**What is required:** Return all of the entries exactly, with nothing added or left out.

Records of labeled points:
******************************

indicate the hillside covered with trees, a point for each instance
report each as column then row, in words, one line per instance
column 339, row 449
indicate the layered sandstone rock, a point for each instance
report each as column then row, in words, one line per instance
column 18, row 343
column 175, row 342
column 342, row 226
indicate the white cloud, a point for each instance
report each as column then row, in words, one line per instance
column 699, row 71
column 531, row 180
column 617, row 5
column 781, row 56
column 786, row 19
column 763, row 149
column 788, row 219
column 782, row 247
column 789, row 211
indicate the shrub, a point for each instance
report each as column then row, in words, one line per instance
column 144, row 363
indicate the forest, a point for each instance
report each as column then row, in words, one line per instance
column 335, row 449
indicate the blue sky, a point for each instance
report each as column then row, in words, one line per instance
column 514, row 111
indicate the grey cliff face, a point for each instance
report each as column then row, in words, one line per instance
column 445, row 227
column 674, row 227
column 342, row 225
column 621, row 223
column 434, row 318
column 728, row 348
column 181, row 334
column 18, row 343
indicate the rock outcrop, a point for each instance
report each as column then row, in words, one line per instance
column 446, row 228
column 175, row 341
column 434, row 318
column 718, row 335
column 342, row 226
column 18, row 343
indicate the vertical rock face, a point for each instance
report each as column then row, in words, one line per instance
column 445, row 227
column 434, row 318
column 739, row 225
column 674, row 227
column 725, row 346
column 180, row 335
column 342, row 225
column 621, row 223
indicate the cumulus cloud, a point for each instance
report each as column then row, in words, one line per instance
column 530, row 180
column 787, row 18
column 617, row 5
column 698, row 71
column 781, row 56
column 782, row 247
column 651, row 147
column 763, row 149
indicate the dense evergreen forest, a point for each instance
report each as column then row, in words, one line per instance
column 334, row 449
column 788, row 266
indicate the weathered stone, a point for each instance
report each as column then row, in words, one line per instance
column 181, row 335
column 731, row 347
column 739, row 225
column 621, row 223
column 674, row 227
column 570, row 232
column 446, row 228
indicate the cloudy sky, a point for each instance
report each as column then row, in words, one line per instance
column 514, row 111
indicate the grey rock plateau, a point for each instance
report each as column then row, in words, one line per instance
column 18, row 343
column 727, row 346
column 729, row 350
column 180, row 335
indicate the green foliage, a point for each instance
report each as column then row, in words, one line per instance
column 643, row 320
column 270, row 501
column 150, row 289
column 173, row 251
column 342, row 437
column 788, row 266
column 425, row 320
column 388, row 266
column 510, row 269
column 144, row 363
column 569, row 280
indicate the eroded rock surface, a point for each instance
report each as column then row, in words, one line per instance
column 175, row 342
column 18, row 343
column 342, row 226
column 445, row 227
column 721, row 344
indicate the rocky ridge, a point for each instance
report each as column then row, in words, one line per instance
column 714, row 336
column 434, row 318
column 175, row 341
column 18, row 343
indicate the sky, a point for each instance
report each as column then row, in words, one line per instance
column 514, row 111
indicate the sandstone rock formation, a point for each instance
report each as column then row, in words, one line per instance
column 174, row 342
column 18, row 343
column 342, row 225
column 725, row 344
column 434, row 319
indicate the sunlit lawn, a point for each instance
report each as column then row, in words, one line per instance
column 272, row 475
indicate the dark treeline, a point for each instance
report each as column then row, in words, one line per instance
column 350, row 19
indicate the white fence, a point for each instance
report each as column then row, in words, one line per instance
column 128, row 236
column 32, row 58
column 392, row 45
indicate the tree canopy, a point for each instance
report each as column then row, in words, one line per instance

******************************

**Correct answer:**
indicate the hillside covered with trees, a point for each instance
report each as column then row, in words, one line per instance
column 339, row 449
indicate the layered sandstone rock, a point for each instance
report each as column then row, in words, one line per instance
column 18, row 343
column 175, row 342
column 342, row 226
indicate the white cloud, a point for each instance
report each as column then row, in words, one line per instance
column 699, row 71
column 531, row 180
column 617, row 5
column 781, row 56
column 786, row 19
column 763, row 149
column 788, row 219
column 782, row 247
column 789, row 211
indicate the shrub, a point for each instance
report each as column then row, in words, one line per instance
column 144, row 363
indicate the forest, a point for each instance
report each as column then row, in words, one line per instance
column 335, row 449
indicate the blue sky, a point for each instance
report each as column then row, in words, one line per instance
column 514, row 111
indicate the grey cliff face, a point for each instance
report each as column then row, in words, one line per instance
column 445, row 227
column 674, row 227
column 342, row 225
column 621, row 223
column 434, row 318
column 728, row 348
column 181, row 334
column 18, row 343
indicate the rock outcrop, a point for each instance
report each as column then row, in words, one line per instance
column 446, row 228
column 175, row 341
column 434, row 318
column 718, row 335
column 342, row 226
column 18, row 343
indicate the vertical rock face, a point for each instance
report each as column then row, in words, one line per instance
column 445, row 227
column 434, row 318
column 739, row 225
column 674, row 227
column 725, row 346
column 180, row 335
column 342, row 225
column 621, row 223
indicate the cumulus cloud, a point for each instance
report each as column then row, in words, one line per instance
column 530, row 180
column 787, row 18
column 617, row 5
column 698, row 71
column 781, row 56
column 782, row 247
column 651, row 147
column 763, row 149
indicate the dense evergreen forest, a point for each instance
report each as column then row, in words, one line per instance
column 334, row 449
column 788, row 266
indicate the weathered stone, a point for each instance
report each as column then row, in words, one line per instance
column 181, row 335
column 731, row 347
column 739, row 225
column 621, row 223
column 674, row 227
column 570, row 232
column 446, row 228
indicate the cloudy sky, a point for each instance
report each as column then row, in words, one line per instance
column 514, row 111
indicate the grey rock plateau, a point for each instance
report each as column then row, in words, one line per instance
column 18, row 343
column 727, row 346
column 729, row 350
column 180, row 335
indicate the green foliage, a point for each instance
report each as column then row, in words, one line per instance
column 643, row 320
column 270, row 501
column 150, row 289
column 173, row 251
column 342, row 437
column 788, row 266
column 425, row 320
column 388, row 266
column 510, row 269
column 144, row 363
column 569, row 280
indicate the eroded rock surface, a point for each instance
report each as column then row, in words, one line per instance
column 175, row 342
column 18, row 343
column 342, row 226
column 445, row 227
column 721, row 344
indicate the rocky ridge, a point for each instance
report each as column then row, in words, one line per instance
column 714, row 336
column 434, row 318
column 175, row 341
column 18, row 343
indicate the sky, a point for each instance
report each as column then row, in words, one line per instance
column 514, row 111
indicate the sandstone rock formation, a point for each instance
report each as column then row, in words, one line per instance
column 174, row 342
column 18, row 343
column 342, row 225
column 725, row 344
column 434, row 319
indicate the sunlit lawn, a point for each instance
report each as column then row, in words, one line per instance
column 272, row 475
indicate the dark treeline, a point for each instance
report each as column then row, in words, one line per instance
column 350, row 19
indicate the white fence, a point for each instance
report each as column then row, in words, one line per instance
column 128, row 236
column 32, row 58
column 392, row 45
indicate the tree canopy, a point for each instance
report each as column then row, in words, one line per instance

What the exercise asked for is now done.